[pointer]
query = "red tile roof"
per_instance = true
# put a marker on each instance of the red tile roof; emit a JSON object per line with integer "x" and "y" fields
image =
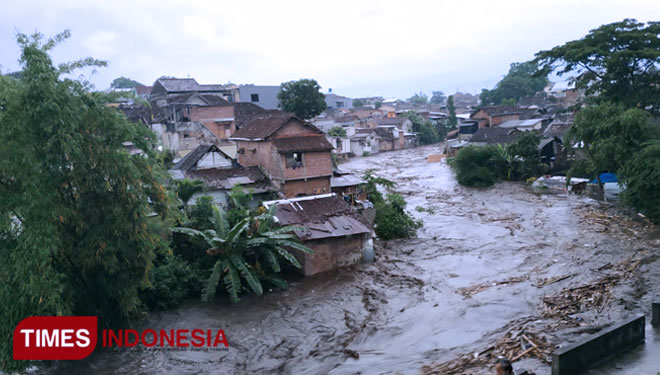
{"x": 302, "y": 143}
{"x": 264, "y": 126}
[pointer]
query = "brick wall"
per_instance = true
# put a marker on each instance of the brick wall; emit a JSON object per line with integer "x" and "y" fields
{"x": 331, "y": 253}
{"x": 208, "y": 115}
{"x": 261, "y": 154}
{"x": 314, "y": 164}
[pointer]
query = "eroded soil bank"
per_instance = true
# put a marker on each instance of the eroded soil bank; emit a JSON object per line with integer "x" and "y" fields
{"x": 485, "y": 261}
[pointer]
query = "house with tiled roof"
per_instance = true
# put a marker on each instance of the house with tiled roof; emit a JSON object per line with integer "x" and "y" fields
{"x": 337, "y": 234}
{"x": 220, "y": 173}
{"x": 293, "y": 153}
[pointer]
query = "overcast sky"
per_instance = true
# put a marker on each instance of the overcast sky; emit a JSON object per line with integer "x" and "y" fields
{"x": 386, "y": 48}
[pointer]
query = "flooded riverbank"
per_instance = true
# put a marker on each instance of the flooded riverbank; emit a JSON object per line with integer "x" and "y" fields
{"x": 478, "y": 264}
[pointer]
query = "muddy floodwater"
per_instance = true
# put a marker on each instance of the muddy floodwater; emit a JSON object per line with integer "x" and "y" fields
{"x": 483, "y": 260}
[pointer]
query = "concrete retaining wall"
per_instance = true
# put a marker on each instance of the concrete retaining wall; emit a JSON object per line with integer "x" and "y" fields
{"x": 574, "y": 359}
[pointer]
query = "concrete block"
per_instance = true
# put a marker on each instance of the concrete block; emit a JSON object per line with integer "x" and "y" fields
{"x": 575, "y": 358}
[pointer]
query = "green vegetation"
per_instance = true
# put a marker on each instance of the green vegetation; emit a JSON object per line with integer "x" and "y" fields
{"x": 124, "y": 83}
{"x": 438, "y": 97}
{"x": 617, "y": 62}
{"x": 185, "y": 189}
{"x": 522, "y": 80}
{"x": 641, "y": 176}
{"x": 302, "y": 97}
{"x": 478, "y": 166}
{"x": 523, "y": 158}
{"x": 483, "y": 166}
{"x": 419, "y": 98}
{"x": 609, "y": 134}
{"x": 337, "y": 131}
{"x": 617, "y": 69}
{"x": 392, "y": 220}
{"x": 250, "y": 250}
{"x": 428, "y": 134}
{"x": 453, "y": 122}
{"x": 75, "y": 207}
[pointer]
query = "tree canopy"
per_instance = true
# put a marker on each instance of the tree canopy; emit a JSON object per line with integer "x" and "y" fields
{"x": 75, "y": 205}
{"x": 337, "y": 131}
{"x": 521, "y": 81}
{"x": 453, "y": 121}
{"x": 641, "y": 176}
{"x": 609, "y": 134}
{"x": 124, "y": 83}
{"x": 302, "y": 97}
{"x": 438, "y": 97}
{"x": 617, "y": 62}
{"x": 423, "y": 127}
{"x": 419, "y": 98}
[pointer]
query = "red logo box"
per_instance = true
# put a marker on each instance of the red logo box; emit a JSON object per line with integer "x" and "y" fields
{"x": 55, "y": 337}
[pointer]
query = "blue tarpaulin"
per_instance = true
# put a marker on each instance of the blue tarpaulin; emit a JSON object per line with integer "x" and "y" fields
{"x": 606, "y": 177}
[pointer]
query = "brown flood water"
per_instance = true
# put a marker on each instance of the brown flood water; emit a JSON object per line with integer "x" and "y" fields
{"x": 404, "y": 311}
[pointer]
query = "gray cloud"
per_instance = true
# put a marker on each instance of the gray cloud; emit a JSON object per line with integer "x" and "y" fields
{"x": 388, "y": 48}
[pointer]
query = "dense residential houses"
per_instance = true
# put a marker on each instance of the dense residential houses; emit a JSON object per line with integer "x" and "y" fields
{"x": 293, "y": 153}
{"x": 232, "y": 136}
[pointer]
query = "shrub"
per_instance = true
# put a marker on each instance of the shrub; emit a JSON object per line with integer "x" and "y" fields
{"x": 171, "y": 280}
{"x": 479, "y": 166}
{"x": 392, "y": 221}
{"x": 641, "y": 176}
{"x": 337, "y": 131}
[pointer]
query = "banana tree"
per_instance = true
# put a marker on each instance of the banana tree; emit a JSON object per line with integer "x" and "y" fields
{"x": 242, "y": 249}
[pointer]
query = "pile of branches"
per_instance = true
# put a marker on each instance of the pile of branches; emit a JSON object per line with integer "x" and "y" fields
{"x": 518, "y": 342}
{"x": 594, "y": 295}
{"x": 577, "y": 299}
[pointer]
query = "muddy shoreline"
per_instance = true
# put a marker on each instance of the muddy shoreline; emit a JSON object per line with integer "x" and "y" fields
{"x": 484, "y": 260}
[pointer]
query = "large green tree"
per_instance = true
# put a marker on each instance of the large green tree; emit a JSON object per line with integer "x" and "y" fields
{"x": 302, "y": 97}
{"x": 609, "y": 134}
{"x": 451, "y": 108}
{"x": 419, "y": 98}
{"x": 250, "y": 250}
{"x": 641, "y": 176}
{"x": 427, "y": 133}
{"x": 74, "y": 238}
{"x": 521, "y": 81}
{"x": 438, "y": 97}
{"x": 124, "y": 83}
{"x": 617, "y": 62}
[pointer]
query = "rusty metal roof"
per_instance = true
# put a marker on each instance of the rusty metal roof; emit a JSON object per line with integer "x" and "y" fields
{"x": 323, "y": 217}
{"x": 302, "y": 143}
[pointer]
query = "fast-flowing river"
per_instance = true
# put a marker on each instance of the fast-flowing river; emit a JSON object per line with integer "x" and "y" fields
{"x": 404, "y": 310}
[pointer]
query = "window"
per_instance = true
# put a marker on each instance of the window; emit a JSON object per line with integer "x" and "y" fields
{"x": 294, "y": 160}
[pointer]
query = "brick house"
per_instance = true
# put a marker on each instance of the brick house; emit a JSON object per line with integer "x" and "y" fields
{"x": 293, "y": 153}
{"x": 336, "y": 233}
{"x": 225, "y": 119}
{"x": 492, "y": 116}
{"x": 220, "y": 173}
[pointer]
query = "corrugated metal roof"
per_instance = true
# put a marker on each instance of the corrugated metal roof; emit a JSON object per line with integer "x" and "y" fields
{"x": 323, "y": 216}
{"x": 346, "y": 180}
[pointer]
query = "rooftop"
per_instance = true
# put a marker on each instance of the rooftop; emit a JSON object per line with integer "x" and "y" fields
{"x": 321, "y": 216}
{"x": 265, "y": 125}
{"x": 496, "y": 135}
{"x": 302, "y": 143}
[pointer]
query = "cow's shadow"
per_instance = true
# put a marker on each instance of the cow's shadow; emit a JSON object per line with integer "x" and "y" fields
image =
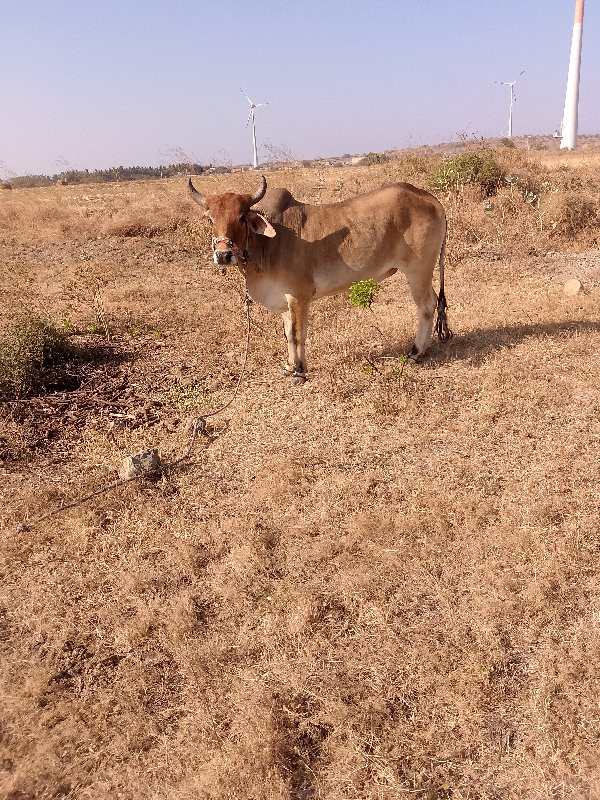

§ §

*TASK INSTRUCTIONS*: Restate the entries verbatim and exclude any pictures.

*RESULT OF THE EXERCISE*:
[pointer]
query = "red tile roof"
per_instance = true
# put a marker on each instance of the red tile roof; emit a JSON object per line with integer "x" and "y" fields
image =
{"x": 302, "y": 143}
{"x": 264, "y": 126}
[pointer]
query = "brick wall"
per_instance = true
# put a marker on each instance of the brick wall; emit a JSON object per line with integer "x" and "y" fields
{"x": 331, "y": 253}
{"x": 208, "y": 115}
{"x": 261, "y": 154}
{"x": 314, "y": 164}
[pointer]
query = "eroded soil bank"
per_instance = true
# put a marker on each instance of the eroded soil bank; emit a JSON object per line with integer "x" and "y" fields
{"x": 485, "y": 261}
[pointer]
query = "house with tiled roof"
per_instance = true
# put a marker on each instance of the house with tiled roof; emit a JSON object per line with integer "x" and "y" fields
{"x": 337, "y": 234}
{"x": 220, "y": 173}
{"x": 293, "y": 153}
[pointer]
query = "overcast sky"
per_instance = true
# put a marker on each instance of the overcast sky; emit a JSON object per line with integer "x" and "y" fields
{"x": 386, "y": 48}
[pointer]
query = "flooded riverbank"
per_instance = true
# put a marker on each instance of the flooded riverbank; emit a JSON object per line with integer "x" and "y" fields
{"x": 478, "y": 264}
[pointer]
query = "muddy floodwater"
per_instance = true
# put a marker on each instance of the muddy floodwater; emit a JSON object per line with integer "x" and "y" fields
{"x": 483, "y": 260}
[pointer]
query = "concrete retaining wall"
per_instance = true
# put a marker on each instance of the concrete retaining wall; emit a JSON object per line with integer "x" and "y" fields
{"x": 574, "y": 359}
[pointer]
query = "concrete block"
per_instance = true
# put a marker on each instance of the concrete block; emit a JSON object per line with integer "x" and "y" fields
{"x": 575, "y": 358}
[pointer]
query = "green vegetation"
per_instance = true
# put a marker on each instance of the green vegetation; emit a JSON object per line with integer "x" and "y" fields
{"x": 124, "y": 83}
{"x": 438, "y": 97}
{"x": 617, "y": 62}
{"x": 185, "y": 189}
{"x": 522, "y": 80}
{"x": 641, "y": 176}
{"x": 302, "y": 97}
{"x": 478, "y": 166}
{"x": 523, "y": 158}
{"x": 483, "y": 166}
{"x": 419, "y": 98}
{"x": 609, "y": 134}
{"x": 337, "y": 131}
{"x": 617, "y": 69}
{"x": 392, "y": 220}
{"x": 250, "y": 250}
{"x": 428, "y": 134}
{"x": 453, "y": 122}
{"x": 75, "y": 207}
[pointer]
query = "tree canopy"
per_instance = true
# put a marker on each instance of the tree canopy; emit a JSON object per line with integer "x" and "y" fields
{"x": 75, "y": 205}
{"x": 337, "y": 131}
{"x": 521, "y": 81}
{"x": 453, "y": 121}
{"x": 641, "y": 176}
{"x": 609, "y": 134}
{"x": 124, "y": 83}
{"x": 302, "y": 97}
{"x": 438, "y": 97}
{"x": 617, "y": 62}
{"x": 423, "y": 127}
{"x": 419, "y": 98}
[pointer]
query = "red logo box"
per_instance = true
# put a marker on each instance of the red logo box; emit a JSON object per line with integer "x" and "y" fields
{"x": 55, "y": 337}
[pointer]
query = "blue tarpaulin"
per_instance = true
# put a marker on each instance of the blue tarpaulin; emit a JSON object per line with integer "x" and "y" fields
{"x": 606, "y": 177}
[pointer]
query = "brown flood water"
per_instance = true
# put a marker on each instance of the brown flood water; emit a JSON object per line with integer "x" and "y" fields
{"x": 404, "y": 311}
[pointer]
query = "gray cloud"
per_instance = true
# put a marker on each instance of the gray cloud; emit a JSON object per line with integer "x" and "y" fields
{"x": 388, "y": 48}
[pointer]
query = "dense residential houses"
per_instance = true
# put a marker on each instance of the dense residential houses; emit a JSON object per line with integer "x" and "y" fields
{"x": 293, "y": 153}
{"x": 232, "y": 136}
[pointer]
query = "shrub"
per_instance = true
# put a marker on each instance of the shrub; emit a JSON object per line with integer "x" and "y" fields
{"x": 171, "y": 280}
{"x": 479, "y": 166}
{"x": 392, "y": 221}
{"x": 641, "y": 176}
{"x": 337, "y": 131}
[pointer]
query = "banana tree"
per_instance = true
# put a marker on each instance of the banana tree; emit a JSON object per line with integer "x" and "y" fields
{"x": 242, "y": 249}
[pointer]
query = "pile of branches"
per_instance = true
# put a marker on each instance of the pile of branches; emit a JSON object per line with integer "x" and "y" fields
{"x": 518, "y": 342}
{"x": 594, "y": 295}
{"x": 577, "y": 299}
[pointer]
query = "muddy shoreline"
per_instance = true
# put a marker on each instance of the muddy shoreline; emit a JSON object per line with integer "x" and "y" fields
{"x": 484, "y": 260}
[pointer]
query = "large green tree"
per_instance = true
# put a marker on each instance of the large green tree; emit a JSON object per line with integer "x" and "y" fields
{"x": 302, "y": 97}
{"x": 609, "y": 134}
{"x": 451, "y": 108}
{"x": 419, "y": 98}
{"x": 250, "y": 250}
{"x": 641, "y": 176}
{"x": 427, "y": 133}
{"x": 74, "y": 238}
{"x": 521, "y": 81}
{"x": 438, "y": 97}
{"x": 124, "y": 83}
{"x": 617, "y": 62}
[pointer]
query = "rusty metal roof"
per_instance = true
# put a marker on each instance of the rusty metal roof; emit a JSON object per line with integer "x" and "y" fields
{"x": 323, "y": 217}
{"x": 302, "y": 143}
[pointer]
query = "fast-flowing river"
per_instance = true
# put a marker on each instance of the fast-flowing river; emit a JSON object per line with integer "x" and "y" fields
{"x": 404, "y": 310}
[pointer]
query = "window"
per_instance = true
# put a marker on each instance of the window; emit a JSON object per line with integer "x" and "y" fields
{"x": 294, "y": 160}
[pointer]
query = "brick house"
per_instance = true
# put a marker on each instance of the brick house; emit a JSON object per line with integer "x" and "y" fields
{"x": 293, "y": 153}
{"x": 336, "y": 233}
{"x": 225, "y": 119}
{"x": 492, "y": 116}
{"x": 220, "y": 173}
[pointer]
query = "corrugated metal roof"
per_instance = true
# put a marker on each instance of the corrugated metal roof; emit a JSON object per line with integer "x" and "y" fields
{"x": 323, "y": 216}
{"x": 346, "y": 180}
[pointer]
query = "rooftop"
per_instance = true
# put a marker on each instance of the rooftop; emit a JSON object per line with integer "x" and "y" fields
{"x": 321, "y": 216}
{"x": 265, "y": 125}
{"x": 496, "y": 135}
{"x": 302, "y": 143}
[pointer]
query = "cow's shadow"
per_instance = true
# put a marker on each instance of the cow's shadow; emit a JSON object per line with integer "x" and "y" fields
image =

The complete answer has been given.